### Job
Update the entries below by replacing "pale yellow berry" with "dark red berry" wherever it appears, and give them again with everything else unchanged.

• • •

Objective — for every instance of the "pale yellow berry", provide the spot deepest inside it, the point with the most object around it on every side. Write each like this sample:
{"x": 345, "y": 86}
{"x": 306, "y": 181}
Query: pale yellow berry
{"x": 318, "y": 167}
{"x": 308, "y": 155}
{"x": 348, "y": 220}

• • •

### Finished answer
Objective — for every instance of the "dark red berry", provide the spot deepest inside it, the point with the most object around it on every side. Write each like this sample:
{"x": 345, "y": 86}
{"x": 306, "y": 181}
Query: dark red berry
{"x": 318, "y": 167}
{"x": 308, "y": 155}
{"x": 348, "y": 220}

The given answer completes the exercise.